• **RICHIESTA A**:
Sintetizza in due frasi l'estratto sul naufragio nel Lago Maggiore.

• **ESTRATTO DA LEGGERE**:
══════

Un'immagine del naufragio sul Lago Maggiore (Ansa)

Cosa centra una barca che si rovescia in Italia con i misteri del deal iraniano. Parla Ronen Bergman

Fabiana Magrì

L’incidente sul Lago maggiore dov’è morto un agente del Mossad: “La cooperazione con Roma è considerata una delle più importanti in Europa”, dice il giornalista israelinao, analista esperto di intelligence, terrorismo, nucleare e sicurezza nazionale

Quando Ronen Bergman fa una pausa, è bene restare in attesa ancora un po’. Perché non è affatto detto che abbia terminato il discorso, che non voglia aggiungere ancora un dettaglio o proseguire il ragionamento. Mentre parla, soppesa ogni parola. E non sarà certo lui a riportare la conversazione su un binario abbandonato.

══════

• **ELENCO FORNITO**:
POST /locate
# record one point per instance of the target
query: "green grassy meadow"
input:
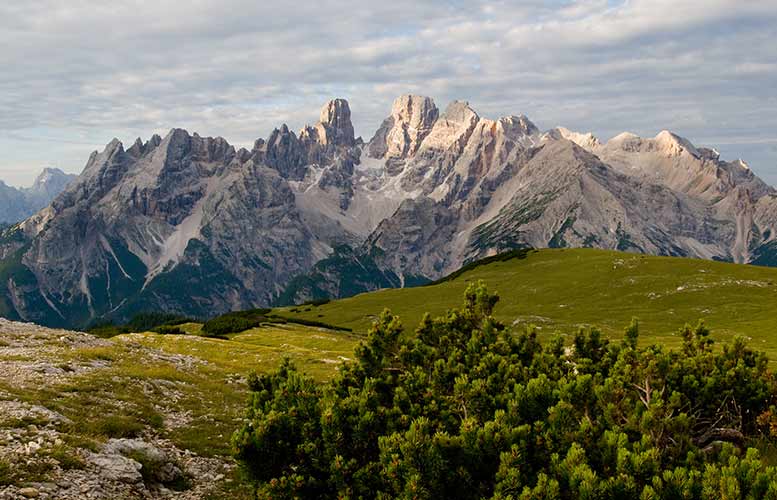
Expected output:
(561, 290)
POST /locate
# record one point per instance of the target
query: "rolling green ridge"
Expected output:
(565, 289)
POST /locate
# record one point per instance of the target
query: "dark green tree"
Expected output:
(464, 408)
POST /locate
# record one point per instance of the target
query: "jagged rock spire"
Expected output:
(400, 135)
(336, 123)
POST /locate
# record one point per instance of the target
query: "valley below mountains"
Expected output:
(192, 225)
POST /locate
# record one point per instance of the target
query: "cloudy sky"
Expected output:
(75, 74)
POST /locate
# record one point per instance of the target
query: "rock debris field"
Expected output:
(84, 417)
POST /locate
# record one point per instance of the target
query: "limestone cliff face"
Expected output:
(192, 225)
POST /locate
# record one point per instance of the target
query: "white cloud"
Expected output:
(80, 72)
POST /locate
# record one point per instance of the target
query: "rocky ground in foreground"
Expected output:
(84, 417)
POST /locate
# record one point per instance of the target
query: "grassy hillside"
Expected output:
(563, 289)
(184, 392)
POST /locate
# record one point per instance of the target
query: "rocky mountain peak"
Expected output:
(460, 112)
(674, 145)
(336, 123)
(401, 134)
(586, 141)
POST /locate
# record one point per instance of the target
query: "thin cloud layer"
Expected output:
(78, 73)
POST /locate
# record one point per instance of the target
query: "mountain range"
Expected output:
(17, 204)
(192, 225)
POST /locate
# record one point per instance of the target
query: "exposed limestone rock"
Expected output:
(233, 228)
(401, 134)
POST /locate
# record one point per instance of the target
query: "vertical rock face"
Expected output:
(401, 134)
(190, 225)
(18, 204)
(336, 124)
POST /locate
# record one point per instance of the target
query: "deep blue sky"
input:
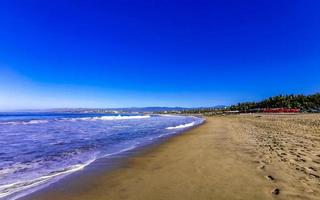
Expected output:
(156, 53)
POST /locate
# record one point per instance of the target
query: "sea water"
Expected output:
(37, 149)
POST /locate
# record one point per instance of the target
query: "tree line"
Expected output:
(302, 102)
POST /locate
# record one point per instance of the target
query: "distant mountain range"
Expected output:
(120, 110)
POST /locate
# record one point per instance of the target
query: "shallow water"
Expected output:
(39, 148)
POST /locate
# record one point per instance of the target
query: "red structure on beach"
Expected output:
(280, 110)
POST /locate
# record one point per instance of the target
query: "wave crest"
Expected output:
(182, 126)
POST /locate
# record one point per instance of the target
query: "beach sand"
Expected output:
(228, 157)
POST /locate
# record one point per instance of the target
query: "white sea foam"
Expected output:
(35, 121)
(8, 189)
(182, 126)
(109, 118)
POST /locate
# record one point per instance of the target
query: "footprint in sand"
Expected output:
(276, 191)
(269, 177)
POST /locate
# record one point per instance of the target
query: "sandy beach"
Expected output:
(228, 157)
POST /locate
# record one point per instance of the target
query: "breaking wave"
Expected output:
(182, 126)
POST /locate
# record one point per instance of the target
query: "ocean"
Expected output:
(37, 149)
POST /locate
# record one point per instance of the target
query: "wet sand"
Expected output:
(228, 157)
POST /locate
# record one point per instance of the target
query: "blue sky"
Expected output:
(156, 53)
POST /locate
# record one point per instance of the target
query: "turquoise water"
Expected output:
(39, 148)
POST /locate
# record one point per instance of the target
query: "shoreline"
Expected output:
(220, 159)
(104, 164)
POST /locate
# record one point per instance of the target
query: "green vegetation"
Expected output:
(305, 103)
(310, 103)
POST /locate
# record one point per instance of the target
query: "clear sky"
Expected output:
(120, 53)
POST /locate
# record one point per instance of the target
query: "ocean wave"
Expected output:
(9, 189)
(182, 126)
(35, 121)
(109, 118)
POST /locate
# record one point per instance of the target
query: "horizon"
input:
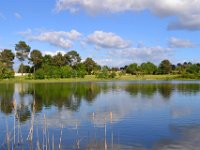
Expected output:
(113, 33)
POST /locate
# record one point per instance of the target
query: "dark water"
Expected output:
(108, 115)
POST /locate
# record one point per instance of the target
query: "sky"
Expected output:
(112, 32)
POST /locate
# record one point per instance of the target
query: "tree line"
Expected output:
(70, 65)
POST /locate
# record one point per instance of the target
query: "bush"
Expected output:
(105, 74)
(40, 74)
(112, 75)
(7, 74)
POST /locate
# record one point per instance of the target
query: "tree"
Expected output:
(47, 60)
(74, 58)
(59, 60)
(90, 65)
(24, 68)
(36, 59)
(7, 57)
(22, 52)
(165, 67)
(148, 68)
(132, 68)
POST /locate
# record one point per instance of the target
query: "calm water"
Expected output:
(108, 115)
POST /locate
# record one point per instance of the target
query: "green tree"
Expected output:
(24, 68)
(90, 65)
(59, 60)
(74, 58)
(7, 57)
(165, 67)
(132, 69)
(36, 59)
(148, 68)
(22, 52)
(47, 60)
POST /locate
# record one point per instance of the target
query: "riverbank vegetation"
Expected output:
(70, 65)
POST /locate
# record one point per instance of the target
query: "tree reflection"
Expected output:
(70, 95)
(6, 98)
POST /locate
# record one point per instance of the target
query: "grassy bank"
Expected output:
(91, 78)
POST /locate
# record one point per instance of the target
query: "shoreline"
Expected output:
(91, 78)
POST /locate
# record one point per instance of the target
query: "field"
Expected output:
(91, 78)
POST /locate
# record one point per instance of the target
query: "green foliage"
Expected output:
(73, 58)
(132, 69)
(7, 57)
(193, 69)
(190, 76)
(148, 68)
(59, 60)
(55, 72)
(24, 68)
(6, 73)
(36, 58)
(40, 74)
(106, 74)
(22, 50)
(90, 65)
(165, 67)
(112, 75)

══════

• **RICHIESTA B**:
Indica quante righe dell'elenco contengono la stringa "wave".

• **SOLUZIONE COMPLETA A**:
Il giornalista israeliano Ronen Bergman, analista esperto di intelligence, terrorismo, nucleare e sicurezza nazionale, commenta l'incidente sul Lago Maggiore in cui è morto un agente del Mossad, affermando che la cooperazione con Roma è considerata una delle più importanti in Europa. Mentre parla soppesa ogni parola, e quando fa una pausa non è affatto detto che abbia terminato il discorso.

• **SOLUZIONE COMPLETA B**:
3